### Testo fornito
"""

Mentre in Amelia si trattavano queste ed altre simili questioni di molto limitata importamza, lo stesso giorno 7, la più imponente flotta che la Cristianità fosse mai riuscita a raccogliere, al comando di Don Giovanni d’Austria, figlio naturale di Carlo V, nelle acque di Lepanto affrontava vittoriosamente la flotta del Sultano ottomano, impedendo a quest’ultimo ed ai suoi successori di poter realizzare il vago sogno dell’islamizzazione dell’Europa. (2009)

"""

### Dati
"""

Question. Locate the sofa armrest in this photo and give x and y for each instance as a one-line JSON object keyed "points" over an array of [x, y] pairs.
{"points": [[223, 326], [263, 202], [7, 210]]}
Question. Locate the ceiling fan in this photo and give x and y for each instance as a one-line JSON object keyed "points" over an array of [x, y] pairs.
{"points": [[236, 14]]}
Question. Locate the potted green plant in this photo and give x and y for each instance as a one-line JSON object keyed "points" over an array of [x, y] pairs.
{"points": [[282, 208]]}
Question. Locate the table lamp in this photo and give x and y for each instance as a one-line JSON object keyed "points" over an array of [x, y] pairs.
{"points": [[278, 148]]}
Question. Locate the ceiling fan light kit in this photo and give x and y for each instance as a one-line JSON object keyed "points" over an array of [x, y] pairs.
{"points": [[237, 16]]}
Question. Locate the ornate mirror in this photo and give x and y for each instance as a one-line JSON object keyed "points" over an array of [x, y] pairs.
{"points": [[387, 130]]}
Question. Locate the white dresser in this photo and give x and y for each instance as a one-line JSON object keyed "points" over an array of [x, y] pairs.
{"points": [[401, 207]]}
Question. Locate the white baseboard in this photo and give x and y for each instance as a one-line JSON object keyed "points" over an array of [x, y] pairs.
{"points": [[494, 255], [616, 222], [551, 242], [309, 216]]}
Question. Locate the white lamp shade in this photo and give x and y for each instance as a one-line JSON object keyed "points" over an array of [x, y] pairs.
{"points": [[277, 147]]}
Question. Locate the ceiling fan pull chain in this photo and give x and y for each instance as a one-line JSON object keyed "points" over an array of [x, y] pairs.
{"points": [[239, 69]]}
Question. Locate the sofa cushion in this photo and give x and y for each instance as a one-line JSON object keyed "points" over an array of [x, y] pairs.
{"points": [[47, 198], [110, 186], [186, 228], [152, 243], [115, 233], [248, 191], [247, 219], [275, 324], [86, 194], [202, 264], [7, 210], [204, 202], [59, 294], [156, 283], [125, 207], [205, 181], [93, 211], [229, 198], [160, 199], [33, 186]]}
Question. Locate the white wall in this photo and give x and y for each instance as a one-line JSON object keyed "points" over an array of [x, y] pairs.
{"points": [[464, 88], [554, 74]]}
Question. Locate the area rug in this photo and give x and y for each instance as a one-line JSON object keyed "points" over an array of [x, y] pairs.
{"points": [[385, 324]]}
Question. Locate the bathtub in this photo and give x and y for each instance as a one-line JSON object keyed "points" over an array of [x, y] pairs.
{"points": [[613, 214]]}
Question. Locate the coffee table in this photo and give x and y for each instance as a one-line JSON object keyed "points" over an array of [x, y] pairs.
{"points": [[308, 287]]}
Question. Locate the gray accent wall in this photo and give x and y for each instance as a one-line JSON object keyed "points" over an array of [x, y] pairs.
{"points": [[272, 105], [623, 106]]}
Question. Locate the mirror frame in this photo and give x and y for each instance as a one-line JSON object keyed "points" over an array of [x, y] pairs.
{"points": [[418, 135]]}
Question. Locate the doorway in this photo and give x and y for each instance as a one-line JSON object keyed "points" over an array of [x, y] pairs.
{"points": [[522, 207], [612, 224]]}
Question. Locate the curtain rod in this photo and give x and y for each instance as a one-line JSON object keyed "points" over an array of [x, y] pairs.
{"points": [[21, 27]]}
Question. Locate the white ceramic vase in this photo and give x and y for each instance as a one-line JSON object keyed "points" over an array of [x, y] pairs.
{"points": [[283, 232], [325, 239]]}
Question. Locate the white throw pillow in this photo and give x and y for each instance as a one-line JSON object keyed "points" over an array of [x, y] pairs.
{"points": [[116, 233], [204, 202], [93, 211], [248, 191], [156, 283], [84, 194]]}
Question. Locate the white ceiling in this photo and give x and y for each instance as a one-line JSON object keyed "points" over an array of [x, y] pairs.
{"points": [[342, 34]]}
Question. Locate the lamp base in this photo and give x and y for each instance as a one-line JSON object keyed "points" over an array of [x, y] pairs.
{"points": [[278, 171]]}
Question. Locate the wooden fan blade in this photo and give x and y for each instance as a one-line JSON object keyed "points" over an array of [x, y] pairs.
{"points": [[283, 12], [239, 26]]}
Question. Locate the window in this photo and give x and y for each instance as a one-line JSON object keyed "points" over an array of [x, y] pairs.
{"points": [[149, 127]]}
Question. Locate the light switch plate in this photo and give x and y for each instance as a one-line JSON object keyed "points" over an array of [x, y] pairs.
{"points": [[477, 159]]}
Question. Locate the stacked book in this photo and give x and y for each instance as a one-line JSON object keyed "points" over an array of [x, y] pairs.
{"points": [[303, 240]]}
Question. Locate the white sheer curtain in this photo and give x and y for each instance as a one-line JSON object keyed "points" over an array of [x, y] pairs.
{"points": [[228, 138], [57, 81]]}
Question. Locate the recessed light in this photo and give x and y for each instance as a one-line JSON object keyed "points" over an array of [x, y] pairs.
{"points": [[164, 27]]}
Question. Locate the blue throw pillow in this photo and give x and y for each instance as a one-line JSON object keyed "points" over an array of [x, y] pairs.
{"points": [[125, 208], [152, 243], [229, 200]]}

"""
"""

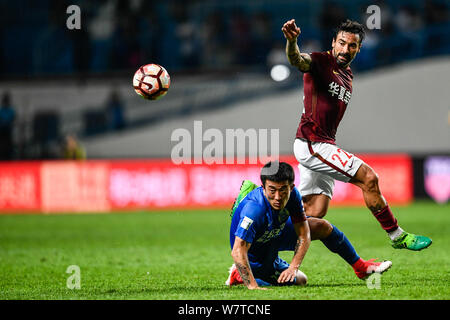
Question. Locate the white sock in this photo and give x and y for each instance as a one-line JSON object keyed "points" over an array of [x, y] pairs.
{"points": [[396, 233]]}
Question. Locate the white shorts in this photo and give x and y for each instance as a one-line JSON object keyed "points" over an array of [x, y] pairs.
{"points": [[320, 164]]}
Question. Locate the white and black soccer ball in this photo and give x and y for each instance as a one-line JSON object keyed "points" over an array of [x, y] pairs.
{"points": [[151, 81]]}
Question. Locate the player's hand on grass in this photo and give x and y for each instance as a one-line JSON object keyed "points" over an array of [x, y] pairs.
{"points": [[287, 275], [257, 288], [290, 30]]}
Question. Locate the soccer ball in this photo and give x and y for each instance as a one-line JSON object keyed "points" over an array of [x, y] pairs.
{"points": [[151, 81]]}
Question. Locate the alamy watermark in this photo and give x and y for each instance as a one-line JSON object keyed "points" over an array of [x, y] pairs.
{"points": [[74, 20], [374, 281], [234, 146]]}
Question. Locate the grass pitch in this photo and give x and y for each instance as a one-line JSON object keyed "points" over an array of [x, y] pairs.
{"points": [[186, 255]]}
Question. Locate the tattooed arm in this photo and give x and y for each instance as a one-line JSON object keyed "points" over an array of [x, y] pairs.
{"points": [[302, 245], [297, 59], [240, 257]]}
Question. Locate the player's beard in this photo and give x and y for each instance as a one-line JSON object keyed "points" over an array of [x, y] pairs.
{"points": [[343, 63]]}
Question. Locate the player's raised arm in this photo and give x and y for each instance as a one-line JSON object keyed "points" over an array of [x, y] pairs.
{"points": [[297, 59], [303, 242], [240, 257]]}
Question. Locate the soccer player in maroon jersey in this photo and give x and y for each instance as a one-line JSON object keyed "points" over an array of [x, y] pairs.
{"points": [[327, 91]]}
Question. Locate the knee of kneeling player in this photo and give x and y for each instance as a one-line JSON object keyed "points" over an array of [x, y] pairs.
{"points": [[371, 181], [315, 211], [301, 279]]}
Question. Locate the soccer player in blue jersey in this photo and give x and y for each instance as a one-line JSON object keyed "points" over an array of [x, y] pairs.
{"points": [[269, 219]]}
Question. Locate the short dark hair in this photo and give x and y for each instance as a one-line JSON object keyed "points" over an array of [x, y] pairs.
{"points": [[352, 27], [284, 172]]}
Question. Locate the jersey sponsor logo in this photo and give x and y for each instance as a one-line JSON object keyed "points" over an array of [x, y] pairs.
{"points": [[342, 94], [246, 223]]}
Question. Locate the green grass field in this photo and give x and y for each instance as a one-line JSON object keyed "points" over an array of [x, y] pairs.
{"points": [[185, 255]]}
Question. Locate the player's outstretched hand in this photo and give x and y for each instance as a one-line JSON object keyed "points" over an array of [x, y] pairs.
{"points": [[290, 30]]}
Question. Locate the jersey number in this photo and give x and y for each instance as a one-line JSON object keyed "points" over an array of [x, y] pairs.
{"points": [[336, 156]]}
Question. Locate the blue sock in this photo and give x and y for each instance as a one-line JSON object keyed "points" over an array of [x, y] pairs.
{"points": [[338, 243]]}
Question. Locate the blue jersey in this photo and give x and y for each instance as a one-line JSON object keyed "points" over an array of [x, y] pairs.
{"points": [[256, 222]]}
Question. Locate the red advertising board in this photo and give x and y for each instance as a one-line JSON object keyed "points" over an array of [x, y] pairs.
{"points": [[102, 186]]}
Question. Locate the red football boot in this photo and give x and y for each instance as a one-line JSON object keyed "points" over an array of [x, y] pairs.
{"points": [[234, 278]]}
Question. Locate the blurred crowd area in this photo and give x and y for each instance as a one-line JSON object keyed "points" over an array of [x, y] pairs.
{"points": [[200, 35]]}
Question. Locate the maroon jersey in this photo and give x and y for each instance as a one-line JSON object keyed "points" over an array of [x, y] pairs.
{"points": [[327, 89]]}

"""

### Attività da svolgere
1. Trascrivi per intero il brano sulla battaglia di Lepanto, senza alcuna modifica.
2. Raccogli ogni riga delle voci in cui compare la stringa "curtain". Considera distinte maiuscole e minuscole.

### Risposte alle attività
1.
Mentre in Amelia si trattavano queste ed altre simili questioni di molto limitata importamza, lo stesso giorno 7, la più imponente flotta che la Cristianità fosse mai riuscita a raccogliere, al comando di Don Giovanni d’Austria, figlio naturale di Carlo V, nelle acque di Lepanto affrontava vittoriosamente la flotta del Sultano ottomano, impedendo a quest’ultimo ed ai suoi successori di poter realizzare il vago sogno dell’islamizzazione dell’Europa. (2009)

2.
Question. Locate the curtain rod in this photo and give x and y for each instance as a one-line JSON object keyed "points" over an array of [x, y] pairs.
Question. Locate the white sheer curtain in this photo and give x and y for each instance as a one-line JSON object keyed "points" over an array of [x, y] pairs.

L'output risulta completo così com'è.